Write out the entries verbatim and leave the images out of the copy.

-- -- --

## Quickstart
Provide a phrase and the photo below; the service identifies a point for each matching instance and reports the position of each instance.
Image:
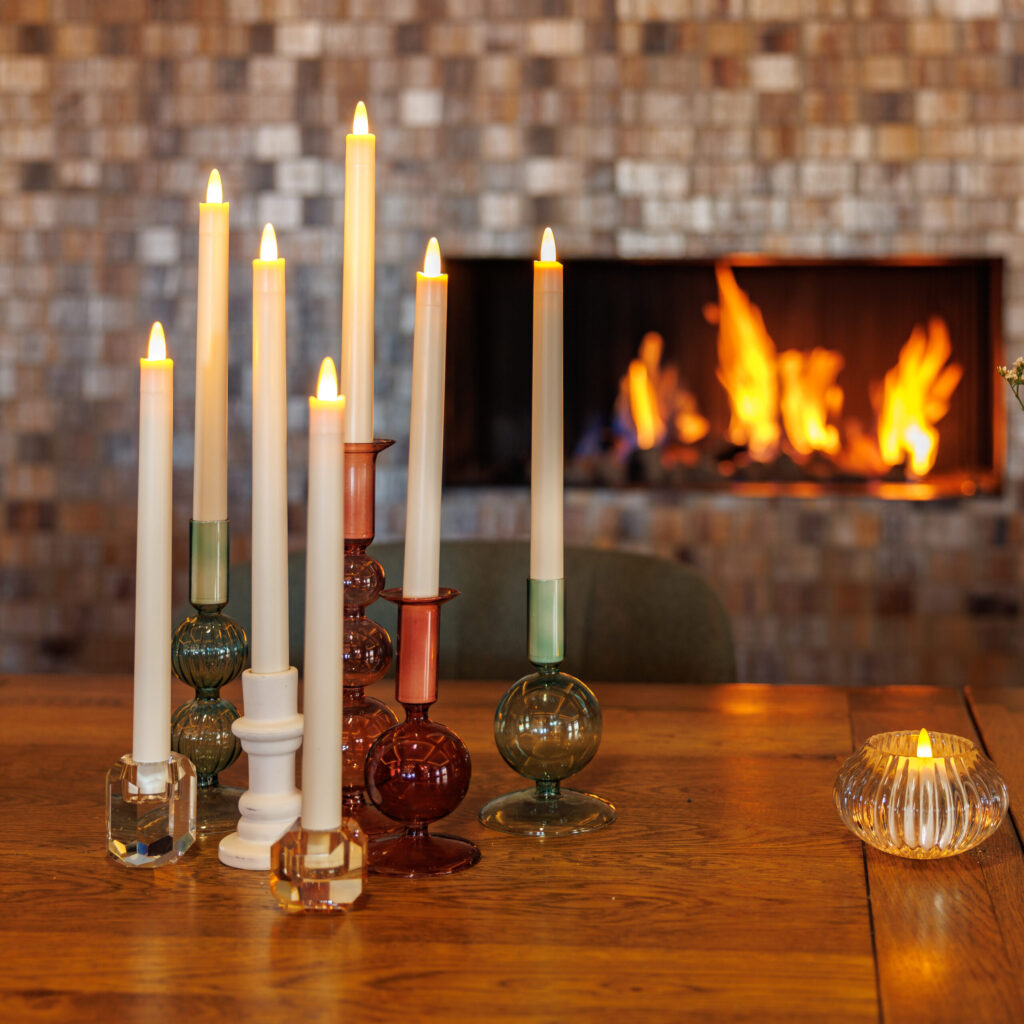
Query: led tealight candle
(268, 642)
(357, 281)
(152, 712)
(325, 556)
(210, 473)
(426, 430)
(546, 461)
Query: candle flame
(360, 125)
(158, 343)
(924, 744)
(432, 260)
(214, 189)
(268, 244)
(548, 247)
(327, 382)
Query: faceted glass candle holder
(921, 807)
(151, 810)
(320, 870)
(548, 727)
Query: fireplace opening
(753, 374)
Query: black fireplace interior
(864, 310)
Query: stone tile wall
(634, 127)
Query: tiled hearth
(669, 129)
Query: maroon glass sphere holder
(419, 770)
(367, 645)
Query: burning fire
(792, 399)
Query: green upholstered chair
(628, 616)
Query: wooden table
(727, 889)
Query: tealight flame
(327, 382)
(268, 244)
(158, 343)
(214, 189)
(432, 260)
(548, 247)
(360, 125)
(924, 744)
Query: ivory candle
(546, 457)
(152, 708)
(426, 430)
(210, 472)
(268, 642)
(357, 281)
(325, 580)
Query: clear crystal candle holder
(921, 807)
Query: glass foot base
(568, 813)
(418, 854)
(318, 870)
(217, 810)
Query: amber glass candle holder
(547, 727)
(208, 650)
(367, 644)
(921, 807)
(419, 770)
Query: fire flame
(747, 370)
(914, 396)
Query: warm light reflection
(360, 125)
(214, 189)
(158, 343)
(924, 744)
(327, 382)
(548, 247)
(268, 244)
(432, 260)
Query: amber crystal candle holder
(418, 771)
(367, 645)
(547, 727)
(208, 650)
(921, 796)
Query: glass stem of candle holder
(547, 727)
(419, 770)
(367, 645)
(208, 650)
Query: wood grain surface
(727, 889)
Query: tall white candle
(210, 473)
(268, 642)
(325, 580)
(152, 711)
(546, 459)
(357, 281)
(426, 430)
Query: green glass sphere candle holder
(208, 650)
(547, 727)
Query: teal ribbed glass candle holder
(547, 727)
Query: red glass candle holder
(419, 770)
(367, 645)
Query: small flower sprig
(1014, 376)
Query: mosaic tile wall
(634, 127)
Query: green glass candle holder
(547, 727)
(208, 650)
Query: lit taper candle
(268, 641)
(426, 430)
(546, 459)
(210, 472)
(357, 281)
(325, 556)
(152, 711)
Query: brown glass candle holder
(419, 770)
(367, 644)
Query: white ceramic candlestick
(270, 730)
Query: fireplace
(761, 375)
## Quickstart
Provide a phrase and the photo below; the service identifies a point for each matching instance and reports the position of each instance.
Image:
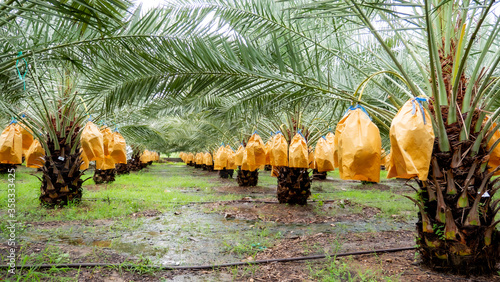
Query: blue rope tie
(352, 108)
(419, 101)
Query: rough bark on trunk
(104, 176)
(294, 185)
(247, 178)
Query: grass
(343, 270)
(164, 187)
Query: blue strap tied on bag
(300, 132)
(419, 101)
(352, 108)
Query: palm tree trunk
(246, 178)
(61, 181)
(104, 176)
(122, 169)
(319, 175)
(226, 173)
(294, 185)
(456, 226)
(134, 163)
(5, 168)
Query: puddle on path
(194, 237)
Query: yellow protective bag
(35, 155)
(190, 158)
(220, 160)
(267, 148)
(145, 157)
(238, 157)
(298, 155)
(245, 165)
(312, 161)
(85, 164)
(359, 146)
(280, 150)
(107, 163)
(330, 139)
(198, 159)
(11, 145)
(412, 141)
(207, 159)
(231, 156)
(338, 132)
(27, 138)
(119, 149)
(256, 153)
(324, 155)
(107, 140)
(92, 142)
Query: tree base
(5, 168)
(247, 178)
(208, 167)
(122, 169)
(61, 182)
(294, 185)
(226, 173)
(134, 164)
(319, 175)
(104, 176)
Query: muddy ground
(253, 228)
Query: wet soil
(236, 232)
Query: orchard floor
(175, 215)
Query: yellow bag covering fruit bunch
(359, 146)
(312, 161)
(92, 142)
(107, 138)
(336, 138)
(198, 158)
(231, 156)
(256, 153)
(298, 155)
(190, 158)
(268, 149)
(11, 145)
(35, 155)
(107, 163)
(238, 157)
(280, 150)
(324, 155)
(119, 149)
(330, 139)
(27, 138)
(85, 164)
(220, 160)
(245, 165)
(412, 140)
(145, 157)
(207, 159)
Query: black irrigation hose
(196, 267)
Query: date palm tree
(295, 51)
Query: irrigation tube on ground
(197, 267)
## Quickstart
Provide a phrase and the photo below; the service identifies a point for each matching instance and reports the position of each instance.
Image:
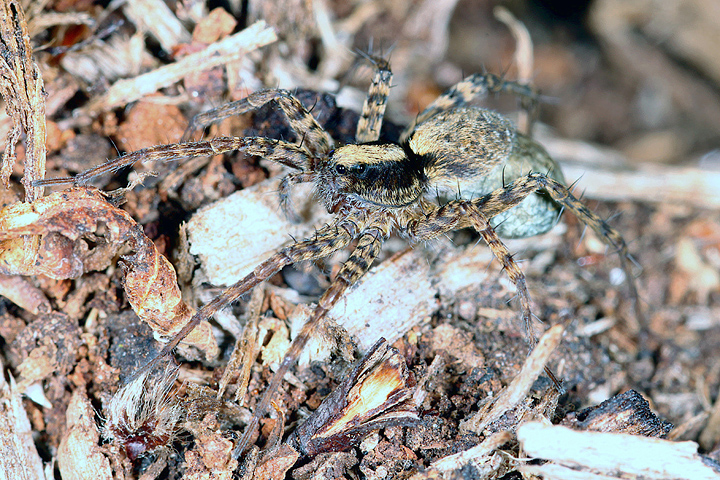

-- -- --

▸ Task answer
## Quickstart
Provide a phrase and the photo below; the service identifies a point for each matching instance and reports the position of each instance.
Image:
Query: led tealight candle
(268, 642)
(357, 281)
(152, 712)
(325, 556)
(210, 473)
(426, 430)
(546, 461)
Query: candle flame
(360, 125)
(158, 343)
(924, 744)
(432, 260)
(214, 189)
(268, 244)
(548, 247)
(327, 382)
Query: faceted glass candle holder
(921, 807)
(151, 810)
(320, 870)
(548, 727)
Query: fireplace opening
(753, 374)
Query: black fireplace interior
(864, 310)
Query: stone tile wall
(634, 127)
Query: tiled hearth
(669, 129)
Query: maroon glass sphere holder
(419, 770)
(367, 645)
Query: burning fire
(792, 399)
Query: green upholstered chair
(628, 616)
Query: wooden table
(727, 889)
Query: tealight flame
(327, 382)
(268, 244)
(158, 343)
(214, 189)
(432, 260)
(548, 247)
(360, 125)
(924, 744)
Query: ivory candle
(546, 457)
(152, 708)
(426, 430)
(210, 472)
(268, 642)
(357, 281)
(325, 580)
Query: clear crystal candle holder
(921, 807)
Query: glass foot base
(568, 813)
(418, 854)
(318, 870)
(217, 810)
Query: amber glass candle holder
(547, 727)
(208, 650)
(367, 644)
(921, 807)
(419, 770)
Query: fire flame
(747, 370)
(914, 396)
Query: warm light reflection
(360, 125)
(214, 189)
(158, 343)
(924, 744)
(327, 382)
(548, 247)
(268, 244)
(432, 260)
Query: amber crystal candle holder
(418, 771)
(367, 645)
(547, 727)
(208, 650)
(921, 796)
Query: glass stem of candle holder
(547, 727)
(419, 770)
(367, 645)
(208, 650)
Query: wood grain surface
(727, 889)
Query: tall white candle
(210, 473)
(268, 642)
(325, 580)
(152, 711)
(546, 459)
(357, 281)
(426, 430)
Query: green glass sphere candle holder
(208, 650)
(547, 727)
Query: teal ribbed glass candle holder
(547, 727)
Query: red glass candle holder
(419, 770)
(367, 645)
Query: small flower sprig
(1014, 376)
Query: mosaic tile wall
(634, 127)
Query: green glass candle holder
(547, 727)
(208, 650)
Query: lit taper candle
(268, 641)
(426, 430)
(546, 459)
(210, 472)
(357, 281)
(325, 556)
(152, 711)
Query: brown glass candle holder
(419, 770)
(367, 644)
Query: white ceramic candlestick
(270, 730)
Query: fireplace
(761, 375)
## Quickstart
Provide a phrase and the photo below; the service identifies a point for each matching instance and reports the position of each instance.
Image:
Query: blue rope tie
(352, 108)
(419, 101)
Query: rough bark on trunk
(104, 176)
(294, 185)
(247, 178)
Query: grass
(343, 270)
(164, 187)
Query: blue strap tied on bag
(300, 132)
(419, 101)
(352, 108)
Query: palm tree trunk
(246, 178)
(61, 181)
(104, 176)
(122, 169)
(319, 175)
(226, 173)
(294, 185)
(456, 226)
(134, 163)
(5, 168)
Query: puddle on path
(194, 237)
Query: yellow protective bag
(35, 155)
(190, 158)
(220, 160)
(267, 148)
(145, 157)
(238, 157)
(298, 155)
(245, 165)
(312, 161)
(85, 164)
(359, 146)
(280, 150)
(107, 163)
(330, 139)
(198, 159)
(11, 145)
(412, 141)
(207, 159)
(231, 156)
(338, 132)
(27, 138)
(119, 149)
(256, 153)
(324, 155)
(107, 140)
(92, 142)
Query: tree base
(5, 168)
(247, 178)
(208, 167)
(122, 169)
(61, 182)
(294, 185)
(226, 173)
(134, 164)
(319, 175)
(104, 176)
Query: muddy ground
(253, 228)
Query: wet soil
(236, 232)
Query: orchard floor
(175, 215)
Query: yellow bag covering fruit bunch
(359, 146)
(312, 161)
(92, 142)
(107, 138)
(336, 138)
(198, 158)
(231, 156)
(256, 153)
(298, 155)
(190, 158)
(268, 149)
(11, 145)
(35, 155)
(107, 163)
(238, 157)
(280, 150)
(324, 155)
(119, 149)
(330, 139)
(27, 138)
(85, 164)
(220, 160)
(245, 165)
(412, 140)
(145, 157)
(207, 159)
Query: black irrigation hose
(196, 267)
Query: date palm tree
(295, 51)
Query: irrigation tube on ground
(197, 267)
## Quickstart
Provide a phrase and the photo below; the service identifies a point for each matching instance and reports the position of each instance.
Image:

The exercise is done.